Problem to solve:
List every line of the records that contains the word "hair", copying each such line in full.

Dataset records:
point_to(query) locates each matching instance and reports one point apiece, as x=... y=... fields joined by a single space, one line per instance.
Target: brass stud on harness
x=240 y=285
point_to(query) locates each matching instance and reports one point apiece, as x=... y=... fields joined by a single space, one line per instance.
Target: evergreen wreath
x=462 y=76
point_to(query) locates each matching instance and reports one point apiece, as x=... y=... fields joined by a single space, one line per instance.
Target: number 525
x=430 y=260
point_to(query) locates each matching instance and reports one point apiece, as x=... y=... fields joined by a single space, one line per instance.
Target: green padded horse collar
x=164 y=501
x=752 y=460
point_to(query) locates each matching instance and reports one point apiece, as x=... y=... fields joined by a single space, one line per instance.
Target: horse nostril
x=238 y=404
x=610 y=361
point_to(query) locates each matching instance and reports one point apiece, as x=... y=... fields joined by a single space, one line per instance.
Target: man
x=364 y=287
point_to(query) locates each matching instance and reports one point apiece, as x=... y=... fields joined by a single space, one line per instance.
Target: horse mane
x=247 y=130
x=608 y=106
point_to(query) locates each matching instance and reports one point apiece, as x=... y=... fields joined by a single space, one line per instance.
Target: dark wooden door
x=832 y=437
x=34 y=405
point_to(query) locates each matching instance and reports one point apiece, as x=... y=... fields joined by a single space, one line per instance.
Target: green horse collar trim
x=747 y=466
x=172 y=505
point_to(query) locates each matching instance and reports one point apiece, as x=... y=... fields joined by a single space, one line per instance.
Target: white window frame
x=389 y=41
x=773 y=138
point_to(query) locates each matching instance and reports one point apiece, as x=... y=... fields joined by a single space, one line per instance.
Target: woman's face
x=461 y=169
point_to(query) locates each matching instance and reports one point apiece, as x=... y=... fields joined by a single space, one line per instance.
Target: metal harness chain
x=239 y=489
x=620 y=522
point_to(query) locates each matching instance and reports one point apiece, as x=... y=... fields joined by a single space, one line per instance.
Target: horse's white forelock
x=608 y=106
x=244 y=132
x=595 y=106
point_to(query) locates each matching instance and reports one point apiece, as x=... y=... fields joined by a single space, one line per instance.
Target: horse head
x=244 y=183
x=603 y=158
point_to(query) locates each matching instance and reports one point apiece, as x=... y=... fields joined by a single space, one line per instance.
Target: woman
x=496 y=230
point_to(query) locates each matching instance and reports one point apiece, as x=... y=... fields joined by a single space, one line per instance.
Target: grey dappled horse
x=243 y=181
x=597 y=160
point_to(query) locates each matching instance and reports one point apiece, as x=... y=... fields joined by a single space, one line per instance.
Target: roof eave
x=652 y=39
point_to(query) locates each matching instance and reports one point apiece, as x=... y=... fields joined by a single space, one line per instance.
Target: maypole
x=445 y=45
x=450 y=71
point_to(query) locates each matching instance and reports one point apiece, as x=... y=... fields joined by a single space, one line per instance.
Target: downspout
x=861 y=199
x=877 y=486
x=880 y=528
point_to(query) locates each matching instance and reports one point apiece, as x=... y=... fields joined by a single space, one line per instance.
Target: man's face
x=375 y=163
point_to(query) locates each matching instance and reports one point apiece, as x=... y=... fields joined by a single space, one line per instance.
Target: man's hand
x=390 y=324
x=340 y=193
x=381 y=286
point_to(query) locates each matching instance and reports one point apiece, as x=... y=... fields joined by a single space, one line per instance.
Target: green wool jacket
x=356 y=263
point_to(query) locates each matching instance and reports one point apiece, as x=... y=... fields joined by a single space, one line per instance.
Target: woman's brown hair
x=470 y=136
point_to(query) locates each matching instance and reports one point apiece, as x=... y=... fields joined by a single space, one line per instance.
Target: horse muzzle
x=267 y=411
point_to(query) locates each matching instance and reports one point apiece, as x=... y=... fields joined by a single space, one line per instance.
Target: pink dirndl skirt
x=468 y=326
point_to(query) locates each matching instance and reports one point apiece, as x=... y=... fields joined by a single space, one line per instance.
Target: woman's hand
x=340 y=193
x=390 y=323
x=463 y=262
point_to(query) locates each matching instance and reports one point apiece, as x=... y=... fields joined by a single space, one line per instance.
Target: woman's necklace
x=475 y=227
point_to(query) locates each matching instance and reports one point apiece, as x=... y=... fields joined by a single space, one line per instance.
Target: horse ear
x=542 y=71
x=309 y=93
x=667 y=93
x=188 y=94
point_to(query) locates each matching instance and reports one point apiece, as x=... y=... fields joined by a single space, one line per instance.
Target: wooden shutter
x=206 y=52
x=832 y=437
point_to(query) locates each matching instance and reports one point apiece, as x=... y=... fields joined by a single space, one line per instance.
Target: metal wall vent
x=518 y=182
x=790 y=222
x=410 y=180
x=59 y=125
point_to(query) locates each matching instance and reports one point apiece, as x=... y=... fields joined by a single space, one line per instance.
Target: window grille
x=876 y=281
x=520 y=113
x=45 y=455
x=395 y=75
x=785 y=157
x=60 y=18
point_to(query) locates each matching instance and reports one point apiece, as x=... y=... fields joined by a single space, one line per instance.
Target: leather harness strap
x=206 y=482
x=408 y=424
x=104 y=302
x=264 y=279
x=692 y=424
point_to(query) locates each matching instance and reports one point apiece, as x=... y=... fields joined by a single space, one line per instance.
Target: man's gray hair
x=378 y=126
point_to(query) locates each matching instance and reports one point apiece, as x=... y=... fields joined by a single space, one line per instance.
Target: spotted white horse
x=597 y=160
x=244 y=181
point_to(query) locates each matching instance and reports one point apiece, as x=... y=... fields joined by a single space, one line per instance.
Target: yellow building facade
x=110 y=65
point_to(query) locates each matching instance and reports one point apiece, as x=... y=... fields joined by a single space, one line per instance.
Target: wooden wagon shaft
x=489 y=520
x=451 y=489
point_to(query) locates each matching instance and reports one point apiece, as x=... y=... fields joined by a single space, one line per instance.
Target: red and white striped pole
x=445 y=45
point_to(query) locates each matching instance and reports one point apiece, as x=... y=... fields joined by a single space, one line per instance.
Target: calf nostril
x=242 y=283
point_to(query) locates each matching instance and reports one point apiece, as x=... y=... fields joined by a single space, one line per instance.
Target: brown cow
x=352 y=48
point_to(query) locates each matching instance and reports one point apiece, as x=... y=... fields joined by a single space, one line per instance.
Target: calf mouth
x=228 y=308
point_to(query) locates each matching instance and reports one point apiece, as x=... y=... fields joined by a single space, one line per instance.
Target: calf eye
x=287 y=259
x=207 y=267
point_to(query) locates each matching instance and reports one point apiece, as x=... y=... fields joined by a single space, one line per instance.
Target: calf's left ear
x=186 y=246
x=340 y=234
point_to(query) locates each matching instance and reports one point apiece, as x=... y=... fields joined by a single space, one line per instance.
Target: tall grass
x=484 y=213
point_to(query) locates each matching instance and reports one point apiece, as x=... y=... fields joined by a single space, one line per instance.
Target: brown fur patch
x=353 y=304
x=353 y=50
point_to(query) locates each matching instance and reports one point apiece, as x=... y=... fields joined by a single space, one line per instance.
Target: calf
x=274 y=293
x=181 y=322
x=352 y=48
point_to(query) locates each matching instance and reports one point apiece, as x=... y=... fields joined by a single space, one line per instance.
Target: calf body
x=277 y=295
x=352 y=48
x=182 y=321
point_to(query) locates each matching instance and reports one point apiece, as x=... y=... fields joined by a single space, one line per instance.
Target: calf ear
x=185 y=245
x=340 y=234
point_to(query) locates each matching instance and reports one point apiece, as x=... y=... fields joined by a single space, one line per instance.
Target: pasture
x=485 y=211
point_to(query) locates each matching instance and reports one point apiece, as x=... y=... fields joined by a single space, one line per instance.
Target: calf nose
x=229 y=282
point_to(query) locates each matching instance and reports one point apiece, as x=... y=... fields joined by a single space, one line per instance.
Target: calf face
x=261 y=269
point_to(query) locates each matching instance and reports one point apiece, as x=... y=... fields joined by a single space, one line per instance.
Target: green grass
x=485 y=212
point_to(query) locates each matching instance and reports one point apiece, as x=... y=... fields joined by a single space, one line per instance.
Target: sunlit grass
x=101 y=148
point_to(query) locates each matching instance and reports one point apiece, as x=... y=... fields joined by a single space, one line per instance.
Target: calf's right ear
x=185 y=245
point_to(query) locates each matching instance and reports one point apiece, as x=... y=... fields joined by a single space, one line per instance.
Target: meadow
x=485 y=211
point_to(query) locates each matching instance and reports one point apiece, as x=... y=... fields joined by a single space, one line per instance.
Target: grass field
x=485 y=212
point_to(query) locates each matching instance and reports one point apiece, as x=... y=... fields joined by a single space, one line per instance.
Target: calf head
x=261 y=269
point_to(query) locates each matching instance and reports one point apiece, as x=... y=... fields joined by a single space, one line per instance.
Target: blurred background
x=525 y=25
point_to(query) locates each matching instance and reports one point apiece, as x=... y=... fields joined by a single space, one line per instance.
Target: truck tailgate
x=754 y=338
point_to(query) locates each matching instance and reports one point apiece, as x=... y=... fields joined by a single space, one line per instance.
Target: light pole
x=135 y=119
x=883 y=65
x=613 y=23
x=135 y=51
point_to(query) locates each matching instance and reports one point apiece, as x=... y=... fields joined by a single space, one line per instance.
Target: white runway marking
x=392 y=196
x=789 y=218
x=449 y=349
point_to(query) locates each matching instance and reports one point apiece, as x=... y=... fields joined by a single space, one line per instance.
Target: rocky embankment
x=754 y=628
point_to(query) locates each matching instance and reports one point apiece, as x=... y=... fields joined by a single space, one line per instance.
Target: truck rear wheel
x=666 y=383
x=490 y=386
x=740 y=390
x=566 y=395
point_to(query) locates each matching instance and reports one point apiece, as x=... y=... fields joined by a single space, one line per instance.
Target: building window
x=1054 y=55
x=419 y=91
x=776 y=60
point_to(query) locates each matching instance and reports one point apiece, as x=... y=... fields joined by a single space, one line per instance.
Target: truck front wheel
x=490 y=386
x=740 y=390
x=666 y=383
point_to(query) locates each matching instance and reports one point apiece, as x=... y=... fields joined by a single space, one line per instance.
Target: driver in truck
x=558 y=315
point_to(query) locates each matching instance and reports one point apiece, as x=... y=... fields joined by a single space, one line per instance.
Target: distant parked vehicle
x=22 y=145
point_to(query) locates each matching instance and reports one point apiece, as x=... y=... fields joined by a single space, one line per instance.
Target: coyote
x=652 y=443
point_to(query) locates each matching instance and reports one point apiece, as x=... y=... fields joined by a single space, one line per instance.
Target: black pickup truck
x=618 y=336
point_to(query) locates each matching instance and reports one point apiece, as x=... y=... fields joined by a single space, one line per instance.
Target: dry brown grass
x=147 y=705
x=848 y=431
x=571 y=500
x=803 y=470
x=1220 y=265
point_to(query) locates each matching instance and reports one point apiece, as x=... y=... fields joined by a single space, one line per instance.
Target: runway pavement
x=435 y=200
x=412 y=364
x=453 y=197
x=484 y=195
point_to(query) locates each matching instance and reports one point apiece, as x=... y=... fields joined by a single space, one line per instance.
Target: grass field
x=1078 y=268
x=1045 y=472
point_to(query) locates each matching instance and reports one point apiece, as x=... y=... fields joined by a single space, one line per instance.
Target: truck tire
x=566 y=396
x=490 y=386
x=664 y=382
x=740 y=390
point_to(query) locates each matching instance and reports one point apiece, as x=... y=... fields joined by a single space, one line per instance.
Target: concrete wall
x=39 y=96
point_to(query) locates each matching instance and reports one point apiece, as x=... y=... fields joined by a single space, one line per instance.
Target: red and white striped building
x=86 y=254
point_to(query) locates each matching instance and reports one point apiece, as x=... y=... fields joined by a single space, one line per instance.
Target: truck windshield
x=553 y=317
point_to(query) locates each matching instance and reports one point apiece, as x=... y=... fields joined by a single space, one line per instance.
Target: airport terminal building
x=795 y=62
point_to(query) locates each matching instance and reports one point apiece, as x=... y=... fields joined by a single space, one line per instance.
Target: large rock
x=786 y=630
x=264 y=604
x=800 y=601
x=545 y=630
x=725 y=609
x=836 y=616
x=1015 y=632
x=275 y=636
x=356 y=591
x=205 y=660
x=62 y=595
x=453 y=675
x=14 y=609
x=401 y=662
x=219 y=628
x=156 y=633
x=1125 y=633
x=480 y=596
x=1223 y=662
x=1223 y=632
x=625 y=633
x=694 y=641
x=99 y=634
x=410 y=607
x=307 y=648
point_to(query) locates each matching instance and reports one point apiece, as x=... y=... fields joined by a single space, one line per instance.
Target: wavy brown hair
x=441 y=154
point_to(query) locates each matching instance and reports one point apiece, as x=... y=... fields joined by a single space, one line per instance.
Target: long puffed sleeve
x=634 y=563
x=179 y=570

Output of the task:
Target: woman's brown hair
Target: man's gray hair
Target: wavy brown hair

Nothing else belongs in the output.